> **Texte source**:
▶
De fait, Biden, homme politique chevronné, revient de loin.
Longtemps ultra-favori, il avait encaissé de piteux résultats lors des premiers scrutins en février, handicapé par une campagne terne et des dons parcimonieux.
L’ardeur de Sanders
Plus austère, Bernie Sanders, 78 ans, avec ses cheveux blancs rebelles, a un style plus rugueux.
Son ardeur à défendre des idées résolument à gauche a clairement apporté un nouveau souffle aux démocrates et suscite l’enthousiasme chez ses partisans, mais fait grincer des dents chez ses détracteurs qui l’accusent d’être aussi polarisant que Donald Trump.
Avec ses positions centristes, Joe Biden se place dans la continuité. Pour de nombreux Américains nostalgiques de l’époque plus apaisée de l’avant-Trump, «Oncle Joe» est rassurant et incarne une certaine normalité.
◀
> **Liste des lignes**:
▶
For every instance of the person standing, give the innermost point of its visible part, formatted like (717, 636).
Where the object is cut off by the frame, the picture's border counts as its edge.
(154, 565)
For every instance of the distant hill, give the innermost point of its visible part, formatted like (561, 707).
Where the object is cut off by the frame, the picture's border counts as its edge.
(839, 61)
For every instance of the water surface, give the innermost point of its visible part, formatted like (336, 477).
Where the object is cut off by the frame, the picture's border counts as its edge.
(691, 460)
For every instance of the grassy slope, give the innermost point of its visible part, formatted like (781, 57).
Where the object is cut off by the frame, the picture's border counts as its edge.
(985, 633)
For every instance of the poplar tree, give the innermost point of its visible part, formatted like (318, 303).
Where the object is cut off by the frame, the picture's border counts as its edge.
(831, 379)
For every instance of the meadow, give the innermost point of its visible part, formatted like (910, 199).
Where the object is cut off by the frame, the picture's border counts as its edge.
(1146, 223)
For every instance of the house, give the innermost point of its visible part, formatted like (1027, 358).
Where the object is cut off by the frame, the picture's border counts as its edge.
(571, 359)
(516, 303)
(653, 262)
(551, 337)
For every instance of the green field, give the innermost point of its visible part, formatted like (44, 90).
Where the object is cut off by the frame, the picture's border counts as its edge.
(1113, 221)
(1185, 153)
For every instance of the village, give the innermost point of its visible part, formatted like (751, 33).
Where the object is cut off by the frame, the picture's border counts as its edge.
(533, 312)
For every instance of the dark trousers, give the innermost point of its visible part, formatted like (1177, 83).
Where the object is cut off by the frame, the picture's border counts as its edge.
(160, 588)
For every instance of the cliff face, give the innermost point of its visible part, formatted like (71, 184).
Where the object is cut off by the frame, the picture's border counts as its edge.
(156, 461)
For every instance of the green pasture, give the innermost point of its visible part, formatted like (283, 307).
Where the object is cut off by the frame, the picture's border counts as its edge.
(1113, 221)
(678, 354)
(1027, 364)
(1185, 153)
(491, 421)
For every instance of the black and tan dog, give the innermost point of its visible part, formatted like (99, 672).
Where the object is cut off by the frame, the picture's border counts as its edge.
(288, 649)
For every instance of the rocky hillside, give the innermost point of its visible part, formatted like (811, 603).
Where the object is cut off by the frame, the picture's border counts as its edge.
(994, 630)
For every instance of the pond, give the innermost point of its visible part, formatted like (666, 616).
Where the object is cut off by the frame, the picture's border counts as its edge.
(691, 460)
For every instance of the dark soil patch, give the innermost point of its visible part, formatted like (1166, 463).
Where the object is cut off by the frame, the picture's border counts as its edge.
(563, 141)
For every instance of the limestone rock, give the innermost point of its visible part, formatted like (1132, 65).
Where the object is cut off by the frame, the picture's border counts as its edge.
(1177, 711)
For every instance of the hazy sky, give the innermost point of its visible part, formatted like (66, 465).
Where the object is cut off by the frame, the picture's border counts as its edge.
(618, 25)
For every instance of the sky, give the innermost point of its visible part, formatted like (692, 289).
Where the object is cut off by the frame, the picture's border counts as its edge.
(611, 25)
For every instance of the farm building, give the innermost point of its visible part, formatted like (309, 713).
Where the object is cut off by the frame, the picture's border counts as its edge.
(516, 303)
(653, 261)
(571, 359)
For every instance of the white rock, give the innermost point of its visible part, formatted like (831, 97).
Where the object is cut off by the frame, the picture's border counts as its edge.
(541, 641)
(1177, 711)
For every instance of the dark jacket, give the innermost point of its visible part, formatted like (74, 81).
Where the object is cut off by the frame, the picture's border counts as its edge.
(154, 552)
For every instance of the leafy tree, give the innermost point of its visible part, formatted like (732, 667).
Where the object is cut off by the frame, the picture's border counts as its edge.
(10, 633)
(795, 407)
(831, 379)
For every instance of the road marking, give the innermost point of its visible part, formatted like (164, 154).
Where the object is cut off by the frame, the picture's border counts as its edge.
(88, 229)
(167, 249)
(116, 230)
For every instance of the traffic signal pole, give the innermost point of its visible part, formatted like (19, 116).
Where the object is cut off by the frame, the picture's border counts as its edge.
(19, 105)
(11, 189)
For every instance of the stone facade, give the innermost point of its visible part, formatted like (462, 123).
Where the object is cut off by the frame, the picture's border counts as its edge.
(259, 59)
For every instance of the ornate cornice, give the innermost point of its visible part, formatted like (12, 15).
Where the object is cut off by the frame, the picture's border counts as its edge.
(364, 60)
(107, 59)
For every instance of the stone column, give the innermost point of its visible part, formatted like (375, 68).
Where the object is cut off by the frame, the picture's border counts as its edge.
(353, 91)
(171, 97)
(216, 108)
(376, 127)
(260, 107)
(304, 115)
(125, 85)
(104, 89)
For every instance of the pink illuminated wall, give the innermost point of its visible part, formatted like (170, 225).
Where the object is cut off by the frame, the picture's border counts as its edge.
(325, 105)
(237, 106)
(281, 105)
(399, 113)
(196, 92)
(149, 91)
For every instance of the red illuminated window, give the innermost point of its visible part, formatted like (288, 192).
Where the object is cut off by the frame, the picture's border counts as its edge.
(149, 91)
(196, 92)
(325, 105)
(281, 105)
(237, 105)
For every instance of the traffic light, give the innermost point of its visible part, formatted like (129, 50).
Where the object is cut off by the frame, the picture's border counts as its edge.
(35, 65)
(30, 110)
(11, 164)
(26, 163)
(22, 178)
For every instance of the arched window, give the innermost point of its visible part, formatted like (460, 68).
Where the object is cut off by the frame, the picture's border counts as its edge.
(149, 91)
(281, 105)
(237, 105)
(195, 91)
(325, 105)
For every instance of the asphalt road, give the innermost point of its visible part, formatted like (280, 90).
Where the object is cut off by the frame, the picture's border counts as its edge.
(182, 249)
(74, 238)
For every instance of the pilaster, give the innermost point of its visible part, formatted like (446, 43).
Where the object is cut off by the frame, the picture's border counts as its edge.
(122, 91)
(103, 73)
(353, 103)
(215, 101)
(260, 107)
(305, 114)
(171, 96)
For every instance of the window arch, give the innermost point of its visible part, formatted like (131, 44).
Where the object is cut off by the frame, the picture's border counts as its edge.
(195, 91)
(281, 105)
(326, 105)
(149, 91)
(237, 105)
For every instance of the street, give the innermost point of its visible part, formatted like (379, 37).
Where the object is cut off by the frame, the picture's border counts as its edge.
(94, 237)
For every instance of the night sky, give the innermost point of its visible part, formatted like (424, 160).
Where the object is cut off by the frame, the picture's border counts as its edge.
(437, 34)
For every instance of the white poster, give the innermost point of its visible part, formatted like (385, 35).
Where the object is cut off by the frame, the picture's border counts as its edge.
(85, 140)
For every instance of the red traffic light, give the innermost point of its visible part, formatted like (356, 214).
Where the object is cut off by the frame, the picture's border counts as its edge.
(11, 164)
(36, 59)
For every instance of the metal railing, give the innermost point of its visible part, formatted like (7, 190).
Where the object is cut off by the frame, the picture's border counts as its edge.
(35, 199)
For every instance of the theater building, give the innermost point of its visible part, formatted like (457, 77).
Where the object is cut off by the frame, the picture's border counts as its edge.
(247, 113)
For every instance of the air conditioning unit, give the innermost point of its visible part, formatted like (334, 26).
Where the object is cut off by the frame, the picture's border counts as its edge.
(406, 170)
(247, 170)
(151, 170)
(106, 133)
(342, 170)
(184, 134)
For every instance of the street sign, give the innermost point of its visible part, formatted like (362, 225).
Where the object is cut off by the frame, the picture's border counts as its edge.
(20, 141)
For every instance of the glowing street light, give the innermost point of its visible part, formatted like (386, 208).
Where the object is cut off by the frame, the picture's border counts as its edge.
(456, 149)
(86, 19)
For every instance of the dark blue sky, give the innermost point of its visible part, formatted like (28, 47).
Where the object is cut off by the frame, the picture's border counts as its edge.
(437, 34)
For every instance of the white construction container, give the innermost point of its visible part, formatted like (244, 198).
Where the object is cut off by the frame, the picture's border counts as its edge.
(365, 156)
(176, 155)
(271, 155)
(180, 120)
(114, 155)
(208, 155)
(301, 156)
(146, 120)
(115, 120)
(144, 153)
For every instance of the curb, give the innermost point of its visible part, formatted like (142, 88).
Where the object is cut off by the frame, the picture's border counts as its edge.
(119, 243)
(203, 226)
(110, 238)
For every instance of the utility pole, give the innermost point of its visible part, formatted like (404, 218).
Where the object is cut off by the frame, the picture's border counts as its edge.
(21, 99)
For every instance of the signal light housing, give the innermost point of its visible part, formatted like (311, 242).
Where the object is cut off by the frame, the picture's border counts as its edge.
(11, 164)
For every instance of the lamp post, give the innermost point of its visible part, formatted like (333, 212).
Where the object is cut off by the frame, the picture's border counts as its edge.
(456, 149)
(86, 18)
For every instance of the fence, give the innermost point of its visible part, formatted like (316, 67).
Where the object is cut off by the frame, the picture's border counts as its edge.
◀
> **Consigne 1**: Recopiez une partie du texte source sur Biden et Sanders en commençant aux mots « Longtemps ultra-favori, il » et en terminant après les mots « des dons parcimonieux. ».
> **Consigne 2**: Reprenez le texte source sur Biden et Sanders à la suite de sa dernière phrase et poursuivez-le.

> **Réponse finale 1**:
Longtemps ultra-favori, il avait encaissé de piteux résultats lors des premiers scrutins en février, handicapé par une campagne terne et des dons parcimonieux.

> **Réponse finale 2**:
«Les gens ne veulent pas d’une révolution, ils veulent des résultats», martèle-t-il en référence aux mesures radicales proposées par Bernie Sanders.
Qui rétorque qu’«on ne peut pas battre Trump avec toujours les mêmes vieilles recettes».
Bernie Sanders est un socialiste autoproclamé et dit vouloir révolutionner l’Amérique.
Des bases différentes
Les différences entre les deux hommes sont aussi évidentes dans leur base.
Le retour de Joe Biden lors du «Super Mardi» est ainsi en grande partie dû à sa popularité chez l’électorat noir.
Il a aussi été davantage choisi par les femmes, les personnes plus âgées et les personnes diplômées.
Quant à Bernie Sanders, il a pu compter, notamment en Californie, sur les Hispaniques, et a aussi attiré les jeunes et les électeurs indépendants.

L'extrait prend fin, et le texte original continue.